• Problem description: Word for word, restate each of the records below.
Provided data below:
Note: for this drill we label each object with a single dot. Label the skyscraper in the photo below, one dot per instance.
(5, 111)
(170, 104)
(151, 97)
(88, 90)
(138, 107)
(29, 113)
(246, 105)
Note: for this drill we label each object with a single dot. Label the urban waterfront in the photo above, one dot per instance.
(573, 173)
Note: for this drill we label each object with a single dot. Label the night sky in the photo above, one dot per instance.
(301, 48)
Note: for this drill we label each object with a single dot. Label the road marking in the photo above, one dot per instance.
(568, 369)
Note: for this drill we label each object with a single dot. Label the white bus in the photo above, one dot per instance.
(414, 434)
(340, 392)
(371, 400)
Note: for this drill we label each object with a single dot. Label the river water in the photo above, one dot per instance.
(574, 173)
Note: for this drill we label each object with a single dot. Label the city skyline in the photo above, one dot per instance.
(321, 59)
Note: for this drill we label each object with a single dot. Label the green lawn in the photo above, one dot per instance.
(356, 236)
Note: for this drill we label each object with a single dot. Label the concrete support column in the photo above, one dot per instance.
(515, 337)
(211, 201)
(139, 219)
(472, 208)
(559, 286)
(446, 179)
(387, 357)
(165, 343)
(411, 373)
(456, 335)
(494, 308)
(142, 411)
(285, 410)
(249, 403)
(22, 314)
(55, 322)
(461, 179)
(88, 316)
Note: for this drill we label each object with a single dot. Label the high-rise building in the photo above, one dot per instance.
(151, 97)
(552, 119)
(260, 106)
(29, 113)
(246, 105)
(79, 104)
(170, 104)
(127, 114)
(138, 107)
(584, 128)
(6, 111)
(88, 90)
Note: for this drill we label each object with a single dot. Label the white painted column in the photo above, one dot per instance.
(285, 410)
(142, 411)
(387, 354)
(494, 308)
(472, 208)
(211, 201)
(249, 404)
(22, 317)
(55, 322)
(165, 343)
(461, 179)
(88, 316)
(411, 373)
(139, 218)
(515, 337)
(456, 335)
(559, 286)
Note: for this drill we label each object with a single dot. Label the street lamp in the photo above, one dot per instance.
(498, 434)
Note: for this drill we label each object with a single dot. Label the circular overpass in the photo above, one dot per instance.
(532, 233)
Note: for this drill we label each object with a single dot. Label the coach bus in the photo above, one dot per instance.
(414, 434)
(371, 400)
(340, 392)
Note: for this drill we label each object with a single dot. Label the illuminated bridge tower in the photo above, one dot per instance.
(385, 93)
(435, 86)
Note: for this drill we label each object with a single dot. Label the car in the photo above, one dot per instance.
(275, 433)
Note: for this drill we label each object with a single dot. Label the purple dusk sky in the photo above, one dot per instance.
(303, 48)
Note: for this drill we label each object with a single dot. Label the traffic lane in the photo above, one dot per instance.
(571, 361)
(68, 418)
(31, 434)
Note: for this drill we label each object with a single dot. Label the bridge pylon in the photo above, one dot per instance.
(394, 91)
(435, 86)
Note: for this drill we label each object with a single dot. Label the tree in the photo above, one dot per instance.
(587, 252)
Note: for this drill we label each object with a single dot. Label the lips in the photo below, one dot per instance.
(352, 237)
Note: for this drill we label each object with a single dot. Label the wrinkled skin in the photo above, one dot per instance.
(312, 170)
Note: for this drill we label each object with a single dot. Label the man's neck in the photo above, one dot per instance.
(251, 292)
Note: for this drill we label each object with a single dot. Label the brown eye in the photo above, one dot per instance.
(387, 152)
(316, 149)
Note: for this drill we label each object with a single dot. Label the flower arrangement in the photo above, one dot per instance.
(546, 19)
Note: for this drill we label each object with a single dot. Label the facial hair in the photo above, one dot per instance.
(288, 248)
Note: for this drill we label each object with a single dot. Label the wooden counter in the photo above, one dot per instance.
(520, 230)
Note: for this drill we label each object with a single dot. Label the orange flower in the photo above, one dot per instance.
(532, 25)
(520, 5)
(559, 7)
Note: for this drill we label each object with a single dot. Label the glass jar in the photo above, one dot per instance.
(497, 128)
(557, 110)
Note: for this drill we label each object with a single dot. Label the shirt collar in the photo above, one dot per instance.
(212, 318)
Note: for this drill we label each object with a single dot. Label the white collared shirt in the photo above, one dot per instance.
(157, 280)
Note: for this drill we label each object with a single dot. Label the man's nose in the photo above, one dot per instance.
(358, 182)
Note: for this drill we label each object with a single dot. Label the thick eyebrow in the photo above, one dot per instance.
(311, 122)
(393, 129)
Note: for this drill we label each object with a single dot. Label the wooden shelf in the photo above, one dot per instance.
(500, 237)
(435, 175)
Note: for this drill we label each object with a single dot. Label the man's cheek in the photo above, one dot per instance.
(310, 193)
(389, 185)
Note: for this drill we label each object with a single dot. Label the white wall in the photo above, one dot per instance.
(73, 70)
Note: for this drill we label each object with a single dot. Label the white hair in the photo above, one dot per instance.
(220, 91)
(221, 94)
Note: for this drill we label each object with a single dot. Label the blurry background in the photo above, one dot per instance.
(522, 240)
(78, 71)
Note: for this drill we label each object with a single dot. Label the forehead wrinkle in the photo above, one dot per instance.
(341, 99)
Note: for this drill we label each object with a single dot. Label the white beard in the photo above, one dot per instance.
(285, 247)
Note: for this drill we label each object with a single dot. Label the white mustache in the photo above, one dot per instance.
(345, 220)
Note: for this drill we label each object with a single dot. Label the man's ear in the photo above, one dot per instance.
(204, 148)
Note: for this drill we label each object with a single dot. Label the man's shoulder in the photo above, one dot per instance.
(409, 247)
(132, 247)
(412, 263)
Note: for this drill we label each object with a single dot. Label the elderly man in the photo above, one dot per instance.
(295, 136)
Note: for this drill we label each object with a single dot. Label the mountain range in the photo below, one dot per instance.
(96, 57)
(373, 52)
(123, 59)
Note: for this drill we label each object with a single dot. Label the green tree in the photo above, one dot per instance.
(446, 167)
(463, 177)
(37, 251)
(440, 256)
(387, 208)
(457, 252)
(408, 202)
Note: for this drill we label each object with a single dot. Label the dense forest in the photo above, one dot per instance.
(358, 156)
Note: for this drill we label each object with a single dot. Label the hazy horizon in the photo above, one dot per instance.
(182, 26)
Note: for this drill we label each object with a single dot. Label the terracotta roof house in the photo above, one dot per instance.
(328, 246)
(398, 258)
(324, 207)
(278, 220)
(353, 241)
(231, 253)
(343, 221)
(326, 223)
End of Provided data.
• Solution for this task:
Note: for this drill we label each object with a single dot. Label the skyscraper in the photo below, one dot per instance.
(5, 111)
(170, 104)
(151, 97)
(88, 90)
(138, 107)
(29, 113)
(246, 105)
Note: for this drill we label each object with a single dot. Label the urban waterfront in the photo above, one dot per instance.
(573, 173)
Note: for this drill we label each object with a single dot. Label the night sky in the photo above, one dot per instance.
(301, 48)
Note: for this drill we label each object with a single dot. Label the road marking in the photo above, one dot per instance.
(568, 369)
Note: for this drill we label each object with a single dot. Label the white bus in the photo above, one dot per instance.
(414, 434)
(340, 392)
(371, 400)
Note: for this drill we label each object with a single dot. Label the river water in the photo above, one dot per instance.
(574, 173)
Note: for this drill we label each object with a single dot. Label the city skyline in the photo above, one dot per instance.
(321, 59)
Note: for this drill we label each object with a single dot. Label the green lawn in the photo above, one dot per instance.
(356, 236)
Note: for this drill we label each object with a single dot. Label the concrete support column in the photo above, one dot per instance.
(515, 337)
(211, 201)
(139, 219)
(472, 208)
(559, 286)
(446, 179)
(387, 357)
(165, 343)
(411, 373)
(456, 335)
(494, 308)
(142, 411)
(285, 410)
(249, 403)
(22, 314)
(55, 322)
(461, 179)
(88, 316)
Note: for this drill we label each object with a single dot. Label the high-rise building in the photo above, one dot per instance.
(151, 97)
(552, 119)
(260, 106)
(29, 113)
(246, 105)
(79, 104)
(170, 104)
(127, 114)
(138, 107)
(584, 128)
(6, 111)
(88, 90)
Note: for this drill we label each object with a single dot. Label the white painted column in the photo above, one dot per instance.
(285, 410)
(142, 411)
(387, 354)
(494, 308)
(472, 208)
(211, 201)
(249, 404)
(22, 317)
(55, 322)
(165, 343)
(461, 179)
(88, 316)
(411, 373)
(139, 218)
(515, 337)
(456, 335)
(559, 286)
Note: for this drill we label each object with a single dot. Label the street lamp in the photo above, one dot per instance.
(498, 434)
Note: for this drill we label each object with a single dot. Label the circular overpass in the photo above, one dot per instance.
(532, 233)
Note: for this drill we label each object with a single dot. Label the coach bus in the photo above, one dot per instance.
(414, 434)
(371, 400)
(340, 392)
Note: for this drill we label each object with a single dot. Label the illuminated bridge tower in the photo above, one dot per instance.
(385, 93)
(435, 86)
Note: for this drill we label each object with a single dot. Label the car in the photo above, one dot per instance.
(275, 433)
Note: for this drill we label each object with a single dot. Label the purple dusk sky in the photo above, one dot per instance.
(303, 48)
Note: for this drill we label each object with a single dot. Label the traffic lane in the photo above, one dot per instance.
(571, 361)
(68, 418)
(31, 434)
Note: for this drill we label each object with a single dot. Label the bridge pylon in the photo above, one dot per instance.
(394, 91)
(435, 86)
Note: for this drill we label each object with a single dot. Label the tree in the photo above, one dot per instance.
(587, 252)
Note: for this drill we label each object with a single dot. Label the lips in the photo below, one dot per instance.
(352, 237)
Note: for this drill we label each object with a single dot. Label the wrinkled skin in the photo above, one dot per instance.
(312, 170)
Note: for this drill we label each object with a single dot. Label the man's neck in the photo above, one dot per instance.
(251, 292)
Note: for this drill we label each object with a single dot. Label the brown eye in the photo above, one dot per instance.
(387, 152)
(316, 149)
Note: for this drill we label each object with a single dot. Label the flower arrangement in the photo above, one dot per instance.
(546, 19)
Note: for this drill we label each object with a single dot. Label the facial hair in the photo above, one dot per instance.
(288, 248)
Note: for this drill we label each object with a single dot. Label the wooden counter in the photo above, one dot per instance.
(520, 230)
Note: for this drill we label each object with a single dot. Label the orange flower in the photo above, one dot per instance.
(532, 25)
(520, 5)
(559, 7)
Note: for this drill we label each object with a single dot. Label the glass jar in the photo above, one dot per instance.
(497, 128)
(557, 110)
Note: for this drill we label each object with a single dot. Label the shirt collar in the photo above, one dot per instance.
(212, 318)
Note: for this drill we label each object with a single dot. Label the white collared shirt in the photo above, one dot per instance.
(157, 280)
Note: for this drill we label each object with a single dot. Label the man's nose in the photo above, one dot per instance.
(358, 182)
Note: for this drill we label each object with a single dot. Label the thick eyebrow in the photo above, one dot per instance.
(311, 122)
(393, 129)
Note: for this drill we label each object with a single dot. Label the wooden shelf in the photo above, one dot per instance.
(500, 237)
(435, 175)
Note: for this drill we label each object with a single dot. Label the man's cheek in the photo above, one dot per instance.
(310, 193)
(389, 185)
Note: for this drill we label each object with a single dot. Label the white wall in the photo above, one dot per instance.
(73, 70)
Note: for this drill we label each object with a single dot. Label the white hair in the photo above, one dot per instance.
(220, 91)
(221, 94)
Note: for this drill we label each object with a single dot. Label the blurry background in the photo above, one dot per instance.
(522, 240)
(78, 71)
Note: for this drill we label each object with a single dot. Label the forehead wrinkle in the photo above, one dot per instance.
(341, 99)
Note: for this drill we label each object with a single dot. Label the white beard in the photo above, one dot per instance.
(285, 247)
Note: for this drill we label each object with a single dot. Label the white mustache in the photo above, one dot per instance.
(345, 220)
Note: for this drill we label each object with a single dot. Label the man's ear in the photo above, one dot per instance.
(204, 148)
Note: for this drill we label each object with a single dot. Label the man's shoulder in the photo above, one dot per instance.
(409, 247)
(132, 247)
(412, 263)
Note: for this drill we label each object with a single dot. Label the elderly man in the photo above, one dot per instance.
(295, 136)
Note: for this drill we label each object with a single dot. Label the mountain range in the photo below, one dot per instance.
(96, 57)
(373, 52)
(123, 59)
Note: for this drill we label each object with a single dot. Label the green tree in the photo above, one dot per instance.
(446, 167)
(463, 177)
(37, 251)
(440, 256)
(387, 208)
(457, 252)
(408, 202)
Note: for this drill we label each object with a single dot. Label the dense forest in the photo above, one dot per instance.
(358, 156)
Note: for this drill we label each object with a single dot. Label the hazy horizon in the photo above, one dot per instance.
(182, 26)
Note: for this drill we label each object with a single dot. Label the terracotta roof house in the photo above, one dot per instance.
(328, 246)
(398, 258)
(324, 207)
(278, 220)
(353, 241)
(231, 253)
(343, 221)
(326, 223)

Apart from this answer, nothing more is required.